§ TAREFA PROPOSTA A
No trecho do documento a seguir, liste os dados de identificação e as características físicas que a pessoa que faz a denúncia informa logo depois do próprio nome.

§ TRECHO DO DOCUMENTO
---
Gostaria de fazer uma denúncia a todos. Eu, Mário Sérgio Barroso, 30 anos, 1,74m de altura, olhos castanhos, branco (cor de pele e humano de raça), RG: 43.928.016-3, atuo no crime organizado. Mas, antes de você sair correndo ligar para a polícia, faço um alerta: cuidado, somos comparsas!
Minha carreira no crime começou
cedo, de forma passiva. Uma criança ingênua, nascida na década de 80, que logo
caiu nas garras do governo, da mídia e das grandes corporações. Enquanto eu pedia
e brincava com brinquedos industrializados, como um mero videogame – objeto de
desejo da maioria das crianças de classe média da época, vítimas de uma intensa
massificação de publicidade que lapidou esse produto na mente da minha
geração - milhares de pessoas eram escravizadas no processo de produção dessa
maravilha, seja na China, em Twain, ou em qualquer galpão anônimo de subemprego
da América, por exemplo. Inclusive meus pais eram escravizados pelo crime
organizado para poderem me presentear com tais brinquedos, tirando muito mais
que o dízimo dos seus salários para tanto, afinal, esses produtos carregam
taxas que esfolam qualquer trabalhador, mutilando sua renda de forma
abusiva e covarde.
---
§ DADOS EXTRAÍDOS
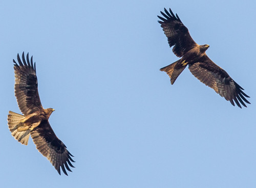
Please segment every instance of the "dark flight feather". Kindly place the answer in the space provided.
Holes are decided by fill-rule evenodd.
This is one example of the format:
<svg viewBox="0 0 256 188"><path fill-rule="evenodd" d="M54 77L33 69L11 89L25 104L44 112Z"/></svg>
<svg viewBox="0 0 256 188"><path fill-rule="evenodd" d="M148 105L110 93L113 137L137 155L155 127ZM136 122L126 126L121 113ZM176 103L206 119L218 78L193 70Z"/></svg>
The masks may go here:
<svg viewBox="0 0 256 188"><path fill-rule="evenodd" d="M29 54L22 60L18 53L17 63L14 60L15 95L20 111L25 116L9 112L8 121L12 135L22 144L27 145L29 134L36 149L51 162L60 175L60 168L68 175L66 169L72 172L71 162L73 156L65 145L57 137L48 121L53 109L44 109L37 90L35 63ZM26 62L27 60L27 62Z"/></svg>
<svg viewBox="0 0 256 188"><path fill-rule="evenodd" d="M176 78L188 65L192 74L206 86L224 97L234 105L241 108L241 104L247 107L245 103L250 102L245 97L249 97L242 90L244 89L234 82L228 73L214 63L206 55L205 51L208 45L199 45L191 37L188 30L183 24L176 14L175 16L169 9L164 8L164 12L160 11L164 18L158 16L168 39L170 47L174 46L173 52L182 58L160 69L170 78L173 84Z"/></svg>

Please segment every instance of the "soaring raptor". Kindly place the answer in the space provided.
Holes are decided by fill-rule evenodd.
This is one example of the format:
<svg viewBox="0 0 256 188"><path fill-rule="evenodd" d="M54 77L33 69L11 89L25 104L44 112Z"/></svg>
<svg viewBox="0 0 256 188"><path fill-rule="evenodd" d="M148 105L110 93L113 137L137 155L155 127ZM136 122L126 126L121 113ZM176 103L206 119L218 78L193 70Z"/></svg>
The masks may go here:
<svg viewBox="0 0 256 188"><path fill-rule="evenodd" d="M71 158L73 156L58 139L50 125L48 119L54 110L45 109L42 106L37 90L35 63L33 64L33 56L30 61L28 53L26 62L23 52L22 62L18 53L17 59L18 64L13 60L15 95L23 115L9 112L7 120L10 131L16 140L25 145L28 145L31 135L36 149L50 160L59 175L61 168L64 174L68 175L65 167L72 172L69 165L74 167L70 162L74 162Z"/></svg>
<svg viewBox="0 0 256 188"><path fill-rule="evenodd" d="M209 46L199 45L192 39L188 30L179 16L175 16L170 9L169 12L165 8L165 13L161 11L163 17L158 16L158 21L168 39L170 47L174 46L173 51L180 60L160 69L165 71L174 84L178 76L188 65L192 74L201 82L224 97L234 106L234 102L240 108L240 103L247 107L244 102L250 104L245 97L249 97L228 74L214 63L205 53Z"/></svg>

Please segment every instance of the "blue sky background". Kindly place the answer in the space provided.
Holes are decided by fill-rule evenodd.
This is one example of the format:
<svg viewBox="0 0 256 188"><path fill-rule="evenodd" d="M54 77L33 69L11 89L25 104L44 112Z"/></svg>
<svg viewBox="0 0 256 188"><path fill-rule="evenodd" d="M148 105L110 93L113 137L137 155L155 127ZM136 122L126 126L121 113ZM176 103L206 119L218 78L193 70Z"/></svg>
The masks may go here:
<svg viewBox="0 0 256 188"><path fill-rule="evenodd" d="M250 96L233 107L185 69L157 15L177 13L207 55ZM0 3L3 187L255 187L255 1L6 1ZM36 62L43 106L75 157L59 176L11 135L20 113L12 59Z"/></svg>

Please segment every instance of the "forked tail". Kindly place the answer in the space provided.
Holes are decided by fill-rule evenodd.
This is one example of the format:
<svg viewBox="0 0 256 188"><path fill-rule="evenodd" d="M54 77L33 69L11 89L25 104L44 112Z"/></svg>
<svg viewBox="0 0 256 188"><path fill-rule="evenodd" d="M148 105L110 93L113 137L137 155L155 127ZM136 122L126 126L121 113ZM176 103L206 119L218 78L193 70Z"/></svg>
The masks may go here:
<svg viewBox="0 0 256 188"><path fill-rule="evenodd" d="M28 145L30 130L26 130L18 131L17 124L19 123L25 117L16 114L12 111L9 111L7 120L8 127L12 135L14 138L22 144Z"/></svg>
<svg viewBox="0 0 256 188"><path fill-rule="evenodd" d="M170 78L170 84L174 84L177 78L180 74L186 68L187 65L182 66L180 63L180 60L176 61L170 65L167 65L166 67L163 67L160 69L161 71L165 72L168 74Z"/></svg>

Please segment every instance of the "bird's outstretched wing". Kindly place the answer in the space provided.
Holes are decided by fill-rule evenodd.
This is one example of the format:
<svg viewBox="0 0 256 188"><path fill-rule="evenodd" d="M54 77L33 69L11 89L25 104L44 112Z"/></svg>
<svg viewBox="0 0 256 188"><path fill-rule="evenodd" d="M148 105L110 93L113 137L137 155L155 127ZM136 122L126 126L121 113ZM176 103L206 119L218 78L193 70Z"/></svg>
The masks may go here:
<svg viewBox="0 0 256 188"><path fill-rule="evenodd" d="M30 131L36 149L51 162L60 175L60 168L66 175L65 169L72 172L69 165L74 168L70 161L75 162L73 156L67 149L65 145L57 137L48 121L41 122L37 127Z"/></svg>
<svg viewBox="0 0 256 188"><path fill-rule="evenodd" d="M234 106L234 101L240 108L240 103L245 107L247 106L244 102L250 104L245 97L250 97L244 93L242 91L244 89L206 55L198 62L189 65L188 69L202 83L214 89L233 105Z"/></svg>
<svg viewBox="0 0 256 188"><path fill-rule="evenodd" d="M26 59L27 62L23 52L22 62L18 53L17 55L18 64L13 60L15 95L18 107L25 116L43 109L37 90L35 63L33 64L33 56L29 61L28 53Z"/></svg>
<svg viewBox="0 0 256 188"><path fill-rule="evenodd" d="M168 38L170 47L174 45L173 51L177 57L181 57L188 50L198 44L191 37L188 30L182 23L176 14L174 15L170 9L169 12L164 8L165 14L161 13L164 17L157 16L162 21L158 21Z"/></svg>

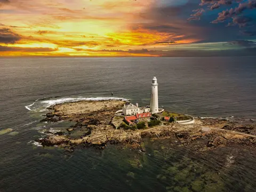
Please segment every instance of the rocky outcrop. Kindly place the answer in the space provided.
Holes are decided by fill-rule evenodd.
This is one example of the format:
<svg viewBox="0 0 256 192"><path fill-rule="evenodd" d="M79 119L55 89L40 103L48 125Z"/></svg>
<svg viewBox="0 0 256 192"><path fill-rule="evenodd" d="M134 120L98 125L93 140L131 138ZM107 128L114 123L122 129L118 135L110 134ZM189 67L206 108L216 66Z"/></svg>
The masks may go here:
<svg viewBox="0 0 256 192"><path fill-rule="evenodd" d="M147 137L169 139L176 145L189 145L198 150L234 144L256 145L256 136L244 134L254 133L254 125L245 126L226 119L196 119L195 125L169 124L146 130L116 130L110 125L111 119L124 103L119 100L79 101L53 106L53 111L46 114L43 121L64 120L75 124L66 132L45 132L46 135L37 141L44 146L58 146L71 151L77 146L103 149L107 143L129 145L143 150L140 144Z"/></svg>

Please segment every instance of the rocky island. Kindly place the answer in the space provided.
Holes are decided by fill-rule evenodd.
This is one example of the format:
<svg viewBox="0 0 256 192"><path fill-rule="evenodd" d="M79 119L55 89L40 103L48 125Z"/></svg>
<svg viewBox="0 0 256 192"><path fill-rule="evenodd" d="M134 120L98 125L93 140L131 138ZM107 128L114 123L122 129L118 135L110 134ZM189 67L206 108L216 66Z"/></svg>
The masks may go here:
<svg viewBox="0 0 256 192"><path fill-rule="evenodd" d="M256 145L254 121L222 118L195 118L186 114L158 108L158 83L153 79L150 106L139 107L113 98L59 103L42 122L66 121L74 124L62 130L41 130L45 136L36 142L43 146L58 146L74 150L77 146L121 143L143 150L145 138L169 139L173 143L198 150L239 144ZM122 109L121 110L121 109Z"/></svg>
<svg viewBox="0 0 256 192"><path fill-rule="evenodd" d="M68 150L89 146L103 149L107 143L143 150L141 144L145 138L169 139L175 145L198 150L229 145L256 145L255 122L252 120L196 118L194 124L189 125L160 121L159 125L141 129L122 126L115 129L112 119L125 103L116 100L82 101L52 106L49 108L52 111L41 121L64 121L74 124L62 131L44 130L45 136L37 141L43 146L58 146Z"/></svg>

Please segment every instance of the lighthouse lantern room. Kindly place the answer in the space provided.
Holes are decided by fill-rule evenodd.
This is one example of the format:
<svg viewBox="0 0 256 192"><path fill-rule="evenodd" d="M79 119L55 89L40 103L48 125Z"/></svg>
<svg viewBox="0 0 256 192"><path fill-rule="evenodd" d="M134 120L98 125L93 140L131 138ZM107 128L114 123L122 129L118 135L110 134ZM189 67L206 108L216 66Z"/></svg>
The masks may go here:
<svg viewBox="0 0 256 192"><path fill-rule="evenodd" d="M158 91L157 79L154 77L151 84L151 99L150 99L150 111L153 114L158 113Z"/></svg>

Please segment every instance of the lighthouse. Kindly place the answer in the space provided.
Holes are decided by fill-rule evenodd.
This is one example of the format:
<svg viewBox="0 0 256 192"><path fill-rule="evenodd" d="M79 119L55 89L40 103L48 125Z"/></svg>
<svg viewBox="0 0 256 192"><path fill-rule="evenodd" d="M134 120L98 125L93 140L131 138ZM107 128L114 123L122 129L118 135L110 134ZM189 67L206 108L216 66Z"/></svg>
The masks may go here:
<svg viewBox="0 0 256 192"><path fill-rule="evenodd" d="M158 113L158 90L157 79L154 77L151 84L150 111L153 114Z"/></svg>

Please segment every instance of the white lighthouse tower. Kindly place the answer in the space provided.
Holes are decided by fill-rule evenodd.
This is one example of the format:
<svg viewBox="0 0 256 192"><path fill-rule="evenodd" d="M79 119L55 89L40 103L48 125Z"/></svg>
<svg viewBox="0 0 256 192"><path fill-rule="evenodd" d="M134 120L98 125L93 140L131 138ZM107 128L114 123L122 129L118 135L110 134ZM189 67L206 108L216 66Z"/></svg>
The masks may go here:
---
§ TAREFA PROPOSTA B
Identifique todas as linhas acima que contêm a palavra "segment" e copie-as.

§ RESPOSTA A
- 30 anos
- 1,74m de altura
- olhos castanhos
- branco (cor de pele e humano de raça)
- RG: 43.928.016-3

§ RESPOSTA B
Please segment every instance of the "dark flight feather". Kindly place the answer in the space provided.
Please segment every instance of the "soaring raptor". Kindly place the answer in the space provided.
Please segment every instance of the "blue sky background". Kindly place the answer in the space provided.
Please segment every instance of the "forked tail". Kindly place the answer in the space provided.
Please segment every instance of the "bird's outstretched wing". Kindly place the answer in the space provided.
Please segment every instance of the rocky outcrop. Kindly place the answer in the space provided.
Please segment every instance of the rocky island. Kindly place the answer in the space provided.
Please segment every instance of the lighthouse lantern room. Kindly place the answer in the space provided.
Please segment every instance of the lighthouse. Kindly place the answer in the space provided.
Please segment every instance of the white lighthouse tower. Kindly place the answer in the space provided.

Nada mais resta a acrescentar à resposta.